§ Direction:
Return each line of the data below verbatim; pictures are to be left out.

[Records contained in a dataset]
◆ ◆ ◆ ◆ ◆

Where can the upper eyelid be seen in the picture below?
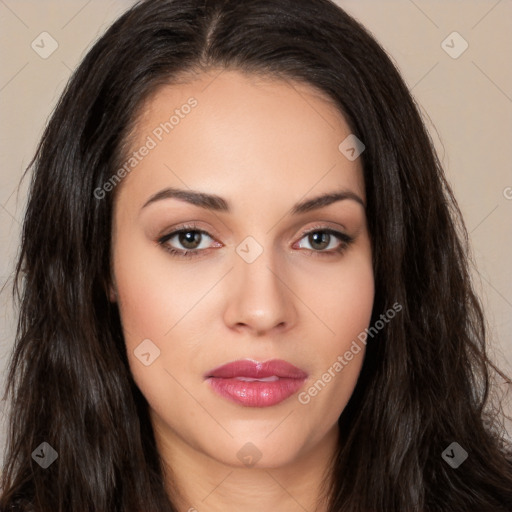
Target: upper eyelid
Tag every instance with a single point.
(303, 233)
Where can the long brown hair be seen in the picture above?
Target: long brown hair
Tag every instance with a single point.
(426, 378)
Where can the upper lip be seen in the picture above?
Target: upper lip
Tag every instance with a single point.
(256, 370)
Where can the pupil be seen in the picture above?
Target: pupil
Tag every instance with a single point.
(190, 239)
(322, 240)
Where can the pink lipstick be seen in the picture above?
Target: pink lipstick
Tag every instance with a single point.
(254, 384)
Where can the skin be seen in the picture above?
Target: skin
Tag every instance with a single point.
(263, 145)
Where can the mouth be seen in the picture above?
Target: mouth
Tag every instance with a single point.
(253, 384)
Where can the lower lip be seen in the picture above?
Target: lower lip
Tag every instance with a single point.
(256, 393)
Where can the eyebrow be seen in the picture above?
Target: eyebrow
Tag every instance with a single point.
(216, 203)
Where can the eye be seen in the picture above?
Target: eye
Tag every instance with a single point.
(189, 239)
(322, 241)
(326, 241)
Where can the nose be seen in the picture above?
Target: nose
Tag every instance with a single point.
(259, 297)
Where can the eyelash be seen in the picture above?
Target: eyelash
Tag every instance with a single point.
(345, 240)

◆ ◆ ◆ ◆ ◆

§ Exercise answer:
Where can the upper eyelid be seen in the picture below?
Target: upper eyelid
Tag every instance with a single point.
(303, 233)
Where can the long brown hair be seen in the picture above?
Target: long brown hair
Tag every instance with a single point.
(426, 378)
Where can the upper lip be seen in the picture above?
Target: upper lip
Tag every instance with a single point.
(256, 370)
Where can the pupil be seen in the picture above?
Target: pupil
Tag every instance with a single point.
(190, 239)
(322, 240)
Where can the pink lipstick be seen in the picture above?
Target: pink lipstick
Tag every instance with a single point.
(254, 384)
Where can the skin be seen in the picture above?
Target: skin
Tag every instance with a single point.
(263, 145)
Where can the mouth be seen in the picture above?
Target: mouth
Tag every instance with a single point.
(253, 384)
Where can the lower lip be seen in the picture above?
Target: lower lip
Tag every instance with a single point.
(256, 393)
Where can the eyebrow be seen in the picture above?
Target: eyebrow
Tag every instance with a single point.
(216, 203)
Where can the eye be seen in the picture above?
Target: eye
Tag every instance with a single point.
(189, 239)
(322, 241)
(326, 241)
Where can the nose be seen in the picture above?
Target: nose
Tag every instance with a single point.
(259, 297)
Where can the eyelash be seen in the picture above?
Target: eyelash
Tag every instance with a single point.
(345, 240)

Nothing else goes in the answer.